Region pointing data
--------

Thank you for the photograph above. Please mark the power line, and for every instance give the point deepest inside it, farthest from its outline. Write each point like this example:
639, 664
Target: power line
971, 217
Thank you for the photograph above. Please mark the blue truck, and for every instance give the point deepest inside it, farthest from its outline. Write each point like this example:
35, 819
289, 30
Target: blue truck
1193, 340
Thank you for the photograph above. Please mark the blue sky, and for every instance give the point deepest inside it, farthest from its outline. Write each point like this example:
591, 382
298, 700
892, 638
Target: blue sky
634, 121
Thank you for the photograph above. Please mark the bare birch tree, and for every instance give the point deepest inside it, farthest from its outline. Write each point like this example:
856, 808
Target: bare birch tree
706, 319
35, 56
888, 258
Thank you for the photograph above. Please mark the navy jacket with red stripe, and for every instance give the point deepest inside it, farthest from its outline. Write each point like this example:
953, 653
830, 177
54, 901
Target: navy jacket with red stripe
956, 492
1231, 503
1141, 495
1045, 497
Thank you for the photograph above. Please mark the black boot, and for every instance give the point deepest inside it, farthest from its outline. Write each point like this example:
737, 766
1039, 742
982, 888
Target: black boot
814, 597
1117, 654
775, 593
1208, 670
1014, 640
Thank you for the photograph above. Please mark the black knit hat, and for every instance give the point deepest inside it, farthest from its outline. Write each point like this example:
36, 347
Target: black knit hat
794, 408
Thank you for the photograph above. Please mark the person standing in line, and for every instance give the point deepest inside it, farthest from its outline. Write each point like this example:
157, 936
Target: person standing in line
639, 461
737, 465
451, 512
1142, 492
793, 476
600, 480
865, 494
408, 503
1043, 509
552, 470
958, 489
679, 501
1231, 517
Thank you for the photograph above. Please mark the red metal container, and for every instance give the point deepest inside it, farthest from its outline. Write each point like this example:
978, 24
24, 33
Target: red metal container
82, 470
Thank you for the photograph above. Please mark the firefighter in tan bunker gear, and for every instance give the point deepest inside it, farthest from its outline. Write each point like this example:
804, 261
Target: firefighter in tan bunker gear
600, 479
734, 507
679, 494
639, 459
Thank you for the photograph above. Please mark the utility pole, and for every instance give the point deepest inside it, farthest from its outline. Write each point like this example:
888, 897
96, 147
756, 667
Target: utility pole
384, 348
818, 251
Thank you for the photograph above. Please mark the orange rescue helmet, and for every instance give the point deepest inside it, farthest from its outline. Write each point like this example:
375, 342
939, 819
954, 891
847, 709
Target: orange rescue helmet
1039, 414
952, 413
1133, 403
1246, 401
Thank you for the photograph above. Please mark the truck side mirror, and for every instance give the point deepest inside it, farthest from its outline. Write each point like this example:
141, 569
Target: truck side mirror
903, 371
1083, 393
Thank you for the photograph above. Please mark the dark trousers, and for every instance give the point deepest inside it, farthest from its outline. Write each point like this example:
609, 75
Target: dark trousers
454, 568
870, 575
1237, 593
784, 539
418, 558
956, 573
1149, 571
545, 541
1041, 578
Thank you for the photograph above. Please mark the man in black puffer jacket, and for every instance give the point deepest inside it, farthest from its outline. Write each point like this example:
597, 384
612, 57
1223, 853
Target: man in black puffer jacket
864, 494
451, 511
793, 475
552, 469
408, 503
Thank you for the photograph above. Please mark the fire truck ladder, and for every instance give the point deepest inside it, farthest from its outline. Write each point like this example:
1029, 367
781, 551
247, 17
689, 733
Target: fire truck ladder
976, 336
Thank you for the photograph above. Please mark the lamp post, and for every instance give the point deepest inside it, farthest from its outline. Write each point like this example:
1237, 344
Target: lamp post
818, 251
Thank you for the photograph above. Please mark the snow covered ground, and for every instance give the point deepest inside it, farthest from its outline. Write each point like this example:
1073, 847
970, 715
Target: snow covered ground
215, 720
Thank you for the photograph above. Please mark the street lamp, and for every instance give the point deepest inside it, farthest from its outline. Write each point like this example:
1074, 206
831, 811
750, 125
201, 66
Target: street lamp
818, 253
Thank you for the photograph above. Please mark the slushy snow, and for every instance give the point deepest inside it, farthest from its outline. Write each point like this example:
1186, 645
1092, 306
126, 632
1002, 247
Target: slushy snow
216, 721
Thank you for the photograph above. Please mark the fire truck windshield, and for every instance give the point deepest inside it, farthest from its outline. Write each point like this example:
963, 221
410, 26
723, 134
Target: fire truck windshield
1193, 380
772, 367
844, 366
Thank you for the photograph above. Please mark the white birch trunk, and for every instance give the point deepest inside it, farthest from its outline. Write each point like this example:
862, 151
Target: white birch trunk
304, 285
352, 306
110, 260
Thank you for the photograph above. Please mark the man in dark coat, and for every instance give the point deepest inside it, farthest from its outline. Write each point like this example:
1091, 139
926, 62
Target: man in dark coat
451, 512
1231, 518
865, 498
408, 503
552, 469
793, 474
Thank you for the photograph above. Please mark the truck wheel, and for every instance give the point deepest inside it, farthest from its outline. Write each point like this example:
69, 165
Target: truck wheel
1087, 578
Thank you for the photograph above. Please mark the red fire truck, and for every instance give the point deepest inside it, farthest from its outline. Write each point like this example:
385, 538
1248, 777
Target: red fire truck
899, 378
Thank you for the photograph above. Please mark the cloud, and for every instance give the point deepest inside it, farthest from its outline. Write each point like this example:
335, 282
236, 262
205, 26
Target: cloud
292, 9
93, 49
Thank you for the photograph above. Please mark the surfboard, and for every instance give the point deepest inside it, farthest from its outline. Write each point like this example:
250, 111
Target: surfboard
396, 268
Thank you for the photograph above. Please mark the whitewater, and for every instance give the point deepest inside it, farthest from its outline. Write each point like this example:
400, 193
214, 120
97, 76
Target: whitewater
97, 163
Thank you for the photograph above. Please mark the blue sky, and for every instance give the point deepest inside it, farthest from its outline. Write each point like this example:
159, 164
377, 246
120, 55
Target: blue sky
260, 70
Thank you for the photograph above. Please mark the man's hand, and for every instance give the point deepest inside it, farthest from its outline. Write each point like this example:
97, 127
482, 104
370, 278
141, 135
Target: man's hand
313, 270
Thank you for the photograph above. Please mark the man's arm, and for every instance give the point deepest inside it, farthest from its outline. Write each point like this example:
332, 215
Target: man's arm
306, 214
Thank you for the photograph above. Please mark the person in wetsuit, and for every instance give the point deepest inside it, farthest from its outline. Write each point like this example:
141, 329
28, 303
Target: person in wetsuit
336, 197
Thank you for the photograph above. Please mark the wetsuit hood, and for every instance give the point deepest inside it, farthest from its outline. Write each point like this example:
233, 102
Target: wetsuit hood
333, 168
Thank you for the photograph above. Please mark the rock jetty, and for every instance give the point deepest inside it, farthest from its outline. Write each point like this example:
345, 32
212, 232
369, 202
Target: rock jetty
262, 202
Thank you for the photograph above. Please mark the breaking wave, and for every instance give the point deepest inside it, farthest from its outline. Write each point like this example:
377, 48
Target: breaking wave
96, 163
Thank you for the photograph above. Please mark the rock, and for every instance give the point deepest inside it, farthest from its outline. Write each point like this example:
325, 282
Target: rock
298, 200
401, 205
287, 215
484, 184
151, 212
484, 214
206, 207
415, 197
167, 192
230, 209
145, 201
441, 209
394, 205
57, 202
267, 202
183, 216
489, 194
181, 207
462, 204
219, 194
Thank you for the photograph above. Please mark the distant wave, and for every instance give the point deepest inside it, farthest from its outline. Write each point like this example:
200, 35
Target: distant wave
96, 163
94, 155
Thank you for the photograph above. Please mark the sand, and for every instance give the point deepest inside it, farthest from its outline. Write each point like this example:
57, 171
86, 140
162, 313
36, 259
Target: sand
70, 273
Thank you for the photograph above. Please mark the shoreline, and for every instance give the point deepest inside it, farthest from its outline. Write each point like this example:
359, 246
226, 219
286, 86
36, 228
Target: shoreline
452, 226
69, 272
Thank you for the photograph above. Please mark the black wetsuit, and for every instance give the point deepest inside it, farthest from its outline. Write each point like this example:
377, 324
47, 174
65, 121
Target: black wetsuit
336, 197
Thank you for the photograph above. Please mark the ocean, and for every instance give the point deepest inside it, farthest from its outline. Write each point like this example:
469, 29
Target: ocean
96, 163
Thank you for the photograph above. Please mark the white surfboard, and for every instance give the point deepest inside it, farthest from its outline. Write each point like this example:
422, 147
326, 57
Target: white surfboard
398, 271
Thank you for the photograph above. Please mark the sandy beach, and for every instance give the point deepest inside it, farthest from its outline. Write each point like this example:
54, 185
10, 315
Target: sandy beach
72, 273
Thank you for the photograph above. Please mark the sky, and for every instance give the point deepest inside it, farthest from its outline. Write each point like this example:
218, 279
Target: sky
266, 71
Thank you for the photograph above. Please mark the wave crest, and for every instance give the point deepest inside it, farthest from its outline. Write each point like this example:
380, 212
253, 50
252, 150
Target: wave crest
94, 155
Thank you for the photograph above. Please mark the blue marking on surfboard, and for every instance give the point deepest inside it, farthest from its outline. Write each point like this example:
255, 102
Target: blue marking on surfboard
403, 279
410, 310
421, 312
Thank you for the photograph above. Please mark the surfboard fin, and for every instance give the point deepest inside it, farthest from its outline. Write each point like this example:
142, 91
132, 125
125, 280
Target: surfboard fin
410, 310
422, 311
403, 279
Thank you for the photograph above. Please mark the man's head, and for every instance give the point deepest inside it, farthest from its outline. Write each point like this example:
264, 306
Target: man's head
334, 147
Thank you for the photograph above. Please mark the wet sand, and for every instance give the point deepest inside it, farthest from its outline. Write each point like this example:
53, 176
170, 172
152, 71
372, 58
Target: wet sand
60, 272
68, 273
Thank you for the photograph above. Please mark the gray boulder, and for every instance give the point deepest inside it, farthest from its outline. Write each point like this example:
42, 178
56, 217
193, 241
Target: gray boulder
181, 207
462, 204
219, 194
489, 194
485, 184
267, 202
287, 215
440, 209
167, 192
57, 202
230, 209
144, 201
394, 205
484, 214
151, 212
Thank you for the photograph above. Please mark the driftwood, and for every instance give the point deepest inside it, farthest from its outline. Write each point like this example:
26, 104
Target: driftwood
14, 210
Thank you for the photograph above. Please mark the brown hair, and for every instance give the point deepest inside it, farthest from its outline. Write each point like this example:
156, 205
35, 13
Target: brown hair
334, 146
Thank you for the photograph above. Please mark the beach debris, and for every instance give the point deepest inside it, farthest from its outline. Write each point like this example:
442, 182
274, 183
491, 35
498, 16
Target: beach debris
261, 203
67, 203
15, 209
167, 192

--------

(Exercise goal)
Return exactly the lines in the records above, beginning with the one that holds "Thank you for the photograph above. Please mark the brown" and ending with the last.

(Answer to this problem)
Thank you for the photograph above. Please mark the brown hair, and for every instance give the point deepest inside it, farthest from its outline. Write each point like this example:
156, 205
35, 13
Target: brown hair
334, 146
Thank you for the photograph above. Please mark the beach debris, and for every instance give the point deepest inside it, farthest from its outline. Write each point like this example:
442, 182
274, 183
491, 35
498, 16
Target: beach debris
261, 203
67, 203
15, 209
167, 192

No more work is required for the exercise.